Problem to work on: Please reproduce each of the items below word for word.

Listed records:

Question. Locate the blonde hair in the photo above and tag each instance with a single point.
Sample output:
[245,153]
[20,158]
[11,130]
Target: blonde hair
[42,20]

Written response:
Question. Locate the blonde hair in the photo above and tag each instance with a single point.
Sample output:
[245,153]
[20,158]
[11,130]
Target: blonde hair
[42,20]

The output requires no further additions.